- **Work to complete**
What you should copy is the line containing "Task: ground the wooden chair in" and all lines after it in the entries below, exactly and without anything added.
** Working data follows **
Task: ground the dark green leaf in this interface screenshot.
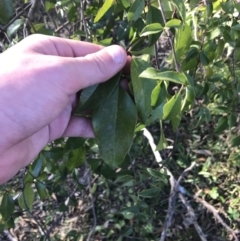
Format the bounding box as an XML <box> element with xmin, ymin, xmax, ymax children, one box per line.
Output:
<box><xmin>146</xmin><ymin>5</ymin><xmax>164</xmax><ymax>45</ymax></box>
<box><xmin>18</xmin><ymin>184</ymin><xmax>35</xmax><ymax>212</ymax></box>
<box><xmin>35</xmin><ymin>182</ymin><xmax>47</xmax><ymax>201</ymax></box>
<box><xmin>214</xmin><ymin>116</ymin><xmax>228</xmax><ymax>133</ymax></box>
<box><xmin>131</xmin><ymin>59</ymin><xmax>157</xmax><ymax>123</ymax></box>
<box><xmin>140</xmin><ymin>23</ymin><xmax>163</xmax><ymax>37</ymax></box>
<box><xmin>76</xmin><ymin>72</ymin><xmax>121</xmax><ymax>113</ymax></box>
<box><xmin>93</xmin><ymin>87</ymin><xmax>137</xmax><ymax>168</ymax></box>
<box><xmin>147</xmin><ymin>168</ymin><xmax>168</xmax><ymax>182</ymax></box>
<box><xmin>94</xmin><ymin>0</ymin><xmax>114</xmax><ymax>23</ymax></box>
<box><xmin>140</xmin><ymin>68</ymin><xmax>188</xmax><ymax>85</ymax></box>
<box><xmin>231</xmin><ymin>136</ymin><xmax>240</xmax><ymax>147</ymax></box>
<box><xmin>31</xmin><ymin>156</ymin><xmax>43</xmax><ymax>178</ymax></box>
<box><xmin>65</xmin><ymin>146</ymin><xmax>85</xmax><ymax>171</ymax></box>
<box><xmin>0</xmin><ymin>194</ymin><xmax>14</xmax><ymax>221</ymax></box>
<box><xmin>0</xmin><ymin>0</ymin><xmax>13</xmax><ymax>24</ymax></box>
<box><xmin>128</xmin><ymin>0</ymin><xmax>145</xmax><ymax>22</ymax></box>
<box><xmin>138</xmin><ymin>187</ymin><xmax>161</xmax><ymax>198</ymax></box>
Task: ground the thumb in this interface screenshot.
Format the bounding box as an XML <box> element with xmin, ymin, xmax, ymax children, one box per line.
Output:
<box><xmin>64</xmin><ymin>45</ymin><xmax>127</xmax><ymax>94</ymax></box>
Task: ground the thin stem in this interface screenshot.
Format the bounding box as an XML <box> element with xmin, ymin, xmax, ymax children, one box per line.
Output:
<box><xmin>157</xmin><ymin>0</ymin><xmax>180</xmax><ymax>72</ymax></box>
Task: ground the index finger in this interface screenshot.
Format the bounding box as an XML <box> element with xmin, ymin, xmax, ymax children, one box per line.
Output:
<box><xmin>20</xmin><ymin>34</ymin><xmax>104</xmax><ymax>57</ymax></box>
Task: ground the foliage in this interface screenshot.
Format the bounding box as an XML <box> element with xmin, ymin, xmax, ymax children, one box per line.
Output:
<box><xmin>1</xmin><ymin>0</ymin><xmax>240</xmax><ymax>240</ymax></box>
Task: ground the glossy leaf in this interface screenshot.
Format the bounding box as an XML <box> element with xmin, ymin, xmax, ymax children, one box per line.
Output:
<box><xmin>18</xmin><ymin>184</ymin><xmax>35</xmax><ymax>212</ymax></box>
<box><xmin>131</xmin><ymin>59</ymin><xmax>157</xmax><ymax>123</ymax></box>
<box><xmin>94</xmin><ymin>0</ymin><xmax>114</xmax><ymax>23</ymax></box>
<box><xmin>163</xmin><ymin>94</ymin><xmax>182</xmax><ymax>120</ymax></box>
<box><xmin>35</xmin><ymin>182</ymin><xmax>47</xmax><ymax>201</ymax></box>
<box><xmin>0</xmin><ymin>194</ymin><xmax>14</xmax><ymax>221</ymax></box>
<box><xmin>0</xmin><ymin>0</ymin><xmax>13</xmax><ymax>24</ymax></box>
<box><xmin>140</xmin><ymin>68</ymin><xmax>188</xmax><ymax>85</ymax></box>
<box><xmin>93</xmin><ymin>87</ymin><xmax>137</xmax><ymax>168</ymax></box>
<box><xmin>165</xmin><ymin>19</ymin><xmax>182</xmax><ymax>28</ymax></box>
<box><xmin>181</xmin><ymin>85</ymin><xmax>195</xmax><ymax>111</ymax></box>
<box><xmin>146</xmin><ymin>5</ymin><xmax>164</xmax><ymax>45</ymax></box>
<box><xmin>174</xmin><ymin>24</ymin><xmax>192</xmax><ymax>62</ymax></box>
<box><xmin>7</xmin><ymin>19</ymin><xmax>24</xmax><ymax>37</ymax></box>
<box><xmin>140</xmin><ymin>23</ymin><xmax>163</xmax><ymax>37</ymax></box>
<box><xmin>128</xmin><ymin>0</ymin><xmax>145</xmax><ymax>22</ymax></box>
<box><xmin>76</xmin><ymin>72</ymin><xmax>121</xmax><ymax>113</ymax></box>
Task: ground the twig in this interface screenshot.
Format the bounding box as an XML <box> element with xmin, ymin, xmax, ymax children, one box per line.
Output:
<box><xmin>194</xmin><ymin>194</ymin><xmax>239</xmax><ymax>241</ymax></box>
<box><xmin>3</xmin><ymin>230</ymin><xmax>18</xmax><ymax>241</ymax></box>
<box><xmin>157</xmin><ymin>0</ymin><xmax>180</xmax><ymax>72</ymax></box>
<box><xmin>175</xmin><ymin>162</ymin><xmax>196</xmax><ymax>192</ymax></box>
<box><xmin>2</xmin><ymin>3</ymin><xmax>31</xmax><ymax>31</ymax></box>
<box><xmin>179</xmin><ymin>193</ymin><xmax>207</xmax><ymax>241</ymax></box>
<box><xmin>80</xmin><ymin>0</ymin><xmax>89</xmax><ymax>41</ymax></box>
<box><xmin>23</xmin><ymin>0</ymin><xmax>38</xmax><ymax>37</ymax></box>
<box><xmin>143</xmin><ymin>128</ymin><xmax>204</xmax><ymax>241</ymax></box>
<box><xmin>86</xmin><ymin>172</ymin><xmax>97</xmax><ymax>241</ymax></box>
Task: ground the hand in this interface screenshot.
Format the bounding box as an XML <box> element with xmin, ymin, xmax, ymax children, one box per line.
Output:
<box><xmin>0</xmin><ymin>34</ymin><xmax>127</xmax><ymax>184</ymax></box>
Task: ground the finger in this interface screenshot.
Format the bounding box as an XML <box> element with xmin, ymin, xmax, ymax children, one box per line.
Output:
<box><xmin>62</xmin><ymin>116</ymin><xmax>94</xmax><ymax>138</ymax></box>
<box><xmin>21</xmin><ymin>34</ymin><xmax>104</xmax><ymax>57</ymax></box>
<box><xmin>57</xmin><ymin>45</ymin><xmax>127</xmax><ymax>94</ymax></box>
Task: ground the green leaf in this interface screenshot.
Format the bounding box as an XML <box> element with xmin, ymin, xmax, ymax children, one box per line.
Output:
<box><xmin>128</xmin><ymin>0</ymin><xmax>145</xmax><ymax>22</ymax></box>
<box><xmin>18</xmin><ymin>184</ymin><xmax>35</xmax><ymax>212</ymax></box>
<box><xmin>163</xmin><ymin>94</ymin><xmax>182</xmax><ymax>120</ymax></box>
<box><xmin>31</xmin><ymin>156</ymin><xmax>43</xmax><ymax>178</ymax></box>
<box><xmin>157</xmin><ymin>130</ymin><xmax>168</xmax><ymax>150</ymax></box>
<box><xmin>31</xmin><ymin>23</ymin><xmax>53</xmax><ymax>35</ymax></box>
<box><xmin>146</xmin><ymin>5</ymin><xmax>164</xmax><ymax>46</ymax></box>
<box><xmin>200</xmin><ymin>51</ymin><xmax>210</xmax><ymax>66</ymax></box>
<box><xmin>138</xmin><ymin>187</ymin><xmax>161</xmax><ymax>198</ymax></box>
<box><xmin>0</xmin><ymin>194</ymin><xmax>14</xmax><ymax>221</ymax></box>
<box><xmin>94</xmin><ymin>0</ymin><xmax>114</xmax><ymax>23</ymax></box>
<box><xmin>214</xmin><ymin>116</ymin><xmax>228</xmax><ymax>133</ymax></box>
<box><xmin>146</xmin><ymin>168</ymin><xmax>168</xmax><ymax>183</ymax></box>
<box><xmin>76</xmin><ymin>72</ymin><xmax>121</xmax><ymax>113</ymax></box>
<box><xmin>181</xmin><ymin>85</ymin><xmax>195</xmax><ymax>111</ymax></box>
<box><xmin>140</xmin><ymin>68</ymin><xmax>188</xmax><ymax>85</ymax></box>
<box><xmin>65</xmin><ymin>146</ymin><xmax>85</xmax><ymax>171</ymax></box>
<box><xmin>93</xmin><ymin>87</ymin><xmax>137</xmax><ymax>168</ymax></box>
<box><xmin>174</xmin><ymin>24</ymin><xmax>192</xmax><ymax>62</ymax></box>
<box><xmin>170</xmin><ymin>0</ymin><xmax>186</xmax><ymax>22</ymax></box>
<box><xmin>165</xmin><ymin>19</ymin><xmax>182</xmax><ymax>28</ymax></box>
<box><xmin>231</xmin><ymin>136</ymin><xmax>240</xmax><ymax>147</ymax></box>
<box><xmin>7</xmin><ymin>19</ymin><xmax>24</xmax><ymax>37</ymax></box>
<box><xmin>140</xmin><ymin>23</ymin><xmax>163</xmax><ymax>37</ymax></box>
<box><xmin>0</xmin><ymin>0</ymin><xmax>13</xmax><ymax>24</ymax></box>
<box><xmin>131</xmin><ymin>59</ymin><xmax>157</xmax><ymax>123</ymax></box>
<box><xmin>35</xmin><ymin>182</ymin><xmax>47</xmax><ymax>201</ymax></box>
<box><xmin>228</xmin><ymin>113</ymin><xmax>237</xmax><ymax>128</ymax></box>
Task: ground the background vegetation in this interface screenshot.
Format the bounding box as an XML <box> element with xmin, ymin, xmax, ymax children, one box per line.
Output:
<box><xmin>1</xmin><ymin>0</ymin><xmax>240</xmax><ymax>240</ymax></box>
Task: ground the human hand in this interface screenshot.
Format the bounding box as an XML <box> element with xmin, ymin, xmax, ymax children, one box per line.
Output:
<box><xmin>0</xmin><ymin>34</ymin><xmax>127</xmax><ymax>184</ymax></box>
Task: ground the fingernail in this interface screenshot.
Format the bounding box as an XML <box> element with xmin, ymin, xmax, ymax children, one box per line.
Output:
<box><xmin>106</xmin><ymin>45</ymin><xmax>126</xmax><ymax>64</ymax></box>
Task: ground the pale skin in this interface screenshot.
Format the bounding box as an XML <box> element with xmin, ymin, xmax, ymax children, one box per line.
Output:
<box><xmin>0</xmin><ymin>34</ymin><xmax>128</xmax><ymax>184</ymax></box>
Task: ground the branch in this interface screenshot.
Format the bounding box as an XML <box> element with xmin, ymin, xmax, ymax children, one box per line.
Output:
<box><xmin>194</xmin><ymin>194</ymin><xmax>239</xmax><ymax>241</ymax></box>
<box><xmin>86</xmin><ymin>171</ymin><xmax>97</xmax><ymax>241</ymax></box>
<box><xmin>143</xmin><ymin>128</ymin><xmax>202</xmax><ymax>241</ymax></box>
<box><xmin>179</xmin><ymin>193</ymin><xmax>207</xmax><ymax>241</ymax></box>
<box><xmin>80</xmin><ymin>0</ymin><xmax>89</xmax><ymax>41</ymax></box>
<box><xmin>23</xmin><ymin>0</ymin><xmax>38</xmax><ymax>37</ymax></box>
<box><xmin>157</xmin><ymin>0</ymin><xmax>180</xmax><ymax>72</ymax></box>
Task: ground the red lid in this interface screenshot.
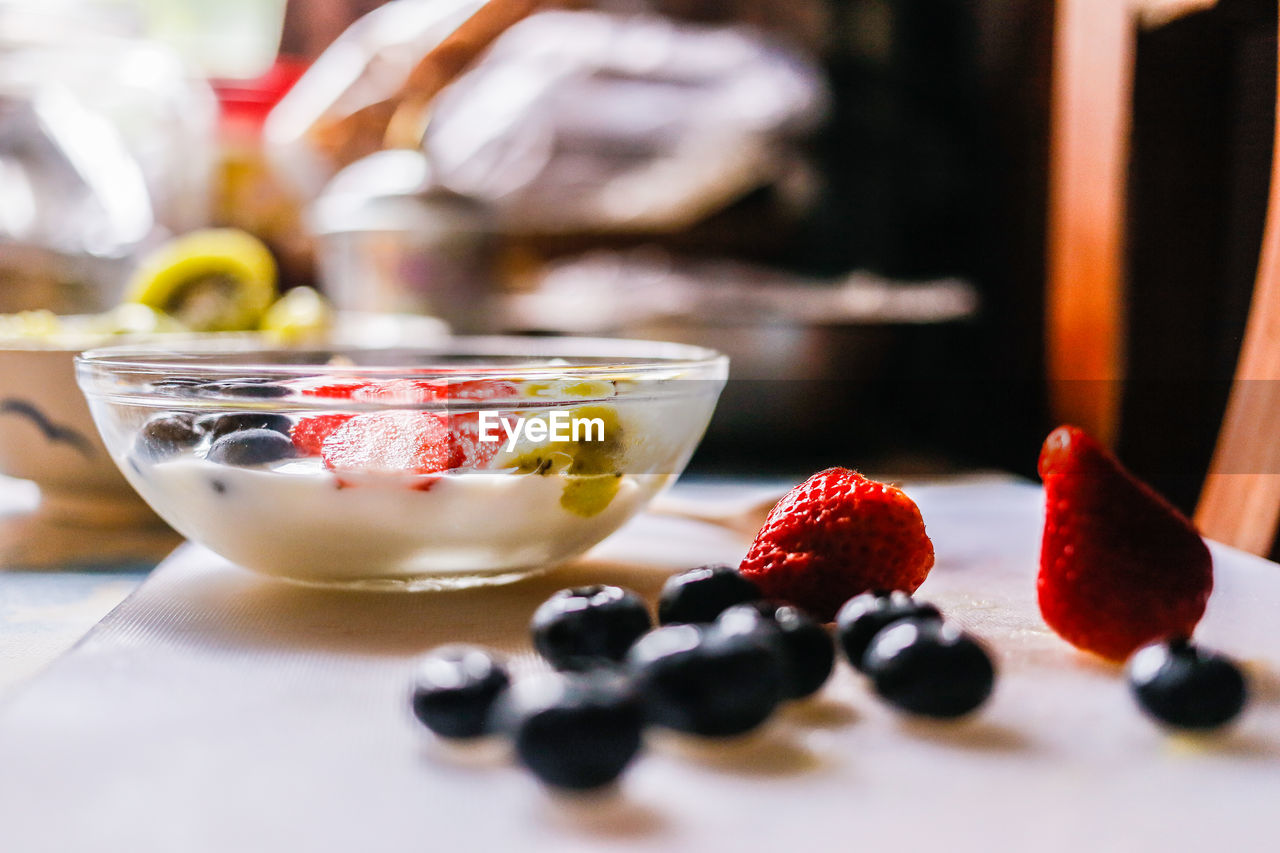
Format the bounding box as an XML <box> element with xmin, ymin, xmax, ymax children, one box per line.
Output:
<box><xmin>212</xmin><ymin>57</ymin><xmax>308</xmax><ymax>130</ymax></box>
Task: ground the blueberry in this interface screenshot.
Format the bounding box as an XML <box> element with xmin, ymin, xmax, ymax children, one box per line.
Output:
<box><xmin>491</xmin><ymin>671</ymin><xmax>644</xmax><ymax>790</ymax></box>
<box><xmin>197</xmin><ymin>412</ymin><xmax>293</xmax><ymax>440</ymax></box>
<box><xmin>206</xmin><ymin>428</ymin><xmax>297</xmax><ymax>466</ymax></box>
<box><xmin>197</xmin><ymin>381</ymin><xmax>290</xmax><ymax>398</ymax></box>
<box><xmin>150</xmin><ymin>377</ymin><xmax>204</xmax><ymax>392</ymax></box>
<box><xmin>836</xmin><ymin>591</ymin><xmax>942</xmax><ymax>672</ymax></box>
<box><xmin>531</xmin><ymin>585</ymin><xmax>652</xmax><ymax>671</ymax></box>
<box><xmin>1126</xmin><ymin>639</ymin><xmax>1248</xmax><ymax>731</ymax></box>
<box><xmin>626</xmin><ymin>623</ymin><xmax>785</xmax><ymax>737</ymax></box>
<box><xmin>657</xmin><ymin>564</ymin><xmax>761</xmax><ymax>625</ymax></box>
<box><xmin>410</xmin><ymin>645</ymin><xmax>511</xmax><ymax>739</ymax></box>
<box><xmin>718</xmin><ymin>601</ymin><xmax>834</xmax><ymax>699</ymax></box>
<box><xmin>133</xmin><ymin>413</ymin><xmax>202</xmax><ymax>461</ymax></box>
<box><xmin>863</xmin><ymin>619</ymin><xmax>995</xmax><ymax>719</ymax></box>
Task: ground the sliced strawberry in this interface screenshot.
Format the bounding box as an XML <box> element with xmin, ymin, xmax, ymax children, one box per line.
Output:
<box><xmin>300</xmin><ymin>378</ymin><xmax>517</xmax><ymax>478</ymax></box>
<box><xmin>448</xmin><ymin>379</ymin><xmax>519</xmax><ymax>401</ymax></box>
<box><xmin>321</xmin><ymin>411</ymin><xmax>453</xmax><ymax>477</ymax></box>
<box><xmin>304</xmin><ymin>381</ymin><xmax>376</xmax><ymax>399</ymax></box>
<box><xmin>291</xmin><ymin>413</ymin><xmax>354</xmax><ymax>456</ymax></box>
<box><xmin>301</xmin><ymin>376</ymin><xmax>518</xmax><ymax>402</ymax></box>
<box><xmin>436</xmin><ymin>379</ymin><xmax>517</xmax><ymax>469</ymax></box>
<box><xmin>446</xmin><ymin>412</ymin><xmax>502</xmax><ymax>469</ymax></box>
<box><xmin>319</xmin><ymin>409</ymin><xmax>504</xmax><ymax>482</ymax></box>
<box><xmin>352</xmin><ymin>380</ymin><xmax>447</xmax><ymax>404</ymax></box>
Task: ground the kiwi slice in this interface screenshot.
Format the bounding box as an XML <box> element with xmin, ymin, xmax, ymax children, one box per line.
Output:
<box><xmin>259</xmin><ymin>286</ymin><xmax>334</xmax><ymax>341</ymax></box>
<box><xmin>497</xmin><ymin>404</ymin><xmax>627</xmax><ymax>517</ymax></box>
<box><xmin>124</xmin><ymin>229</ymin><xmax>278</xmax><ymax>332</ymax></box>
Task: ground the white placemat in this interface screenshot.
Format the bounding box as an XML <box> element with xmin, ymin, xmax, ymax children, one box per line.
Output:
<box><xmin>0</xmin><ymin>481</ymin><xmax>1277</xmax><ymax>853</ymax></box>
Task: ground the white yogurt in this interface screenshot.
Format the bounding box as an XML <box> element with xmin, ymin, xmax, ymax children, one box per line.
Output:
<box><xmin>127</xmin><ymin>455</ymin><xmax>665</xmax><ymax>588</ymax></box>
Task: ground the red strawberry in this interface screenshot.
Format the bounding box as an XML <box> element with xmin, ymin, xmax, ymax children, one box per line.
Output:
<box><xmin>352</xmin><ymin>380</ymin><xmax>446</xmax><ymax>404</ymax></box>
<box><xmin>321</xmin><ymin>411</ymin><xmax>455</xmax><ymax>479</ymax></box>
<box><xmin>446</xmin><ymin>412</ymin><xmax>501</xmax><ymax>469</ymax></box>
<box><xmin>319</xmin><ymin>410</ymin><xmax>502</xmax><ymax>482</ymax></box>
<box><xmin>290</xmin><ymin>413</ymin><xmax>354</xmax><ymax>456</ymax></box>
<box><xmin>739</xmin><ymin>468</ymin><xmax>935</xmax><ymax>621</ymax></box>
<box><xmin>448</xmin><ymin>379</ymin><xmax>518</xmax><ymax>400</ymax></box>
<box><xmin>301</xmin><ymin>378</ymin><xmax>516</xmax><ymax>478</ymax></box>
<box><xmin>303</xmin><ymin>381</ymin><xmax>376</xmax><ymax>399</ymax></box>
<box><xmin>302</xmin><ymin>377</ymin><xmax>516</xmax><ymax>403</ymax></box>
<box><xmin>1037</xmin><ymin>425</ymin><xmax>1213</xmax><ymax>661</ymax></box>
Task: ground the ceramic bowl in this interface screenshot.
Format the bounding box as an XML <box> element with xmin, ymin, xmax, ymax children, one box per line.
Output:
<box><xmin>0</xmin><ymin>313</ymin><xmax>447</xmax><ymax>566</ymax></box>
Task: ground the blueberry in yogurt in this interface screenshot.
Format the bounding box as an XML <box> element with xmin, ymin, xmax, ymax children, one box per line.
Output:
<box><xmin>149</xmin><ymin>377</ymin><xmax>204</xmax><ymax>393</ymax></box>
<box><xmin>207</xmin><ymin>428</ymin><xmax>297</xmax><ymax>466</ymax></box>
<box><xmin>196</xmin><ymin>380</ymin><xmax>291</xmax><ymax>399</ymax></box>
<box><xmin>197</xmin><ymin>412</ymin><xmax>293</xmax><ymax>440</ymax></box>
<box><xmin>133</xmin><ymin>413</ymin><xmax>203</xmax><ymax>461</ymax></box>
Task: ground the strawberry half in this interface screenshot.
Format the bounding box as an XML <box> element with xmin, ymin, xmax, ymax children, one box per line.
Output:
<box><xmin>304</xmin><ymin>381</ymin><xmax>376</xmax><ymax>399</ymax></box>
<box><xmin>319</xmin><ymin>410</ymin><xmax>502</xmax><ymax>482</ymax></box>
<box><xmin>321</xmin><ymin>411</ymin><xmax>455</xmax><ymax>479</ymax></box>
<box><xmin>351</xmin><ymin>380</ymin><xmax>447</xmax><ymax>404</ymax></box>
<box><xmin>300</xmin><ymin>378</ymin><xmax>516</xmax><ymax>477</ymax></box>
<box><xmin>1037</xmin><ymin>425</ymin><xmax>1213</xmax><ymax>661</ymax></box>
<box><xmin>739</xmin><ymin>468</ymin><xmax>935</xmax><ymax>622</ymax></box>
<box><xmin>291</xmin><ymin>413</ymin><xmax>355</xmax><ymax>456</ymax></box>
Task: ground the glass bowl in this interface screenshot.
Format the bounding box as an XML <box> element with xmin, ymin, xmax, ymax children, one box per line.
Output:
<box><xmin>76</xmin><ymin>337</ymin><xmax>727</xmax><ymax>589</ymax></box>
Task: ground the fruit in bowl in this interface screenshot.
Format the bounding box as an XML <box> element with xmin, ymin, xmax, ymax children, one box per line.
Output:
<box><xmin>75</xmin><ymin>337</ymin><xmax>727</xmax><ymax>588</ymax></box>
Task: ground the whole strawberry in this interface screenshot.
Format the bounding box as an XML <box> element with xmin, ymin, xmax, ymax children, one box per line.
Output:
<box><xmin>739</xmin><ymin>468</ymin><xmax>935</xmax><ymax>622</ymax></box>
<box><xmin>1037</xmin><ymin>426</ymin><xmax>1213</xmax><ymax>661</ymax></box>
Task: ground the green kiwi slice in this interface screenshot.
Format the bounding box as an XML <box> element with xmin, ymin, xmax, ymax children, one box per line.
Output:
<box><xmin>124</xmin><ymin>229</ymin><xmax>277</xmax><ymax>332</ymax></box>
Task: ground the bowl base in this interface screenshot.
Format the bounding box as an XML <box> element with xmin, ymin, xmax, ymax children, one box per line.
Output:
<box><xmin>262</xmin><ymin>564</ymin><xmax>556</xmax><ymax>592</ymax></box>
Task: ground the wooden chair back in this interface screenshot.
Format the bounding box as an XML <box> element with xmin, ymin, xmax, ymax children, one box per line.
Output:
<box><xmin>1048</xmin><ymin>0</ymin><xmax>1280</xmax><ymax>555</ymax></box>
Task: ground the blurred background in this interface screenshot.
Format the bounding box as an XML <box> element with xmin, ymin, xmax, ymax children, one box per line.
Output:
<box><xmin>0</xmin><ymin>0</ymin><xmax>1274</xmax><ymax>550</ymax></box>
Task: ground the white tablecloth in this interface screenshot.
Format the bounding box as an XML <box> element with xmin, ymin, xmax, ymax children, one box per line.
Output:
<box><xmin>0</xmin><ymin>480</ymin><xmax>1276</xmax><ymax>853</ymax></box>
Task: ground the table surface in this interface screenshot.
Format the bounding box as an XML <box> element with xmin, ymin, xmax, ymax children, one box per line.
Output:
<box><xmin>0</xmin><ymin>476</ymin><xmax>149</xmax><ymax>695</ymax></box>
<box><xmin>0</xmin><ymin>477</ymin><xmax>1277</xmax><ymax>853</ymax></box>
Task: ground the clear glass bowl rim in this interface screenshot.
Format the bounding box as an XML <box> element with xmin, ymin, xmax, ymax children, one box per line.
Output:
<box><xmin>75</xmin><ymin>335</ymin><xmax>729</xmax><ymax>411</ymax></box>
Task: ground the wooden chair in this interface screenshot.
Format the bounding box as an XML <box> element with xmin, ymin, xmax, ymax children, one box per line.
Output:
<box><xmin>1048</xmin><ymin>0</ymin><xmax>1280</xmax><ymax>556</ymax></box>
** End of Working data **
- **Finished exercise**
Task: ground the wooden chair in this interface screenshot.
Format the bounding box as an XML <box> element with xmin, ymin, xmax, ymax children, one box per line.
Output:
<box><xmin>1048</xmin><ymin>0</ymin><xmax>1280</xmax><ymax>556</ymax></box>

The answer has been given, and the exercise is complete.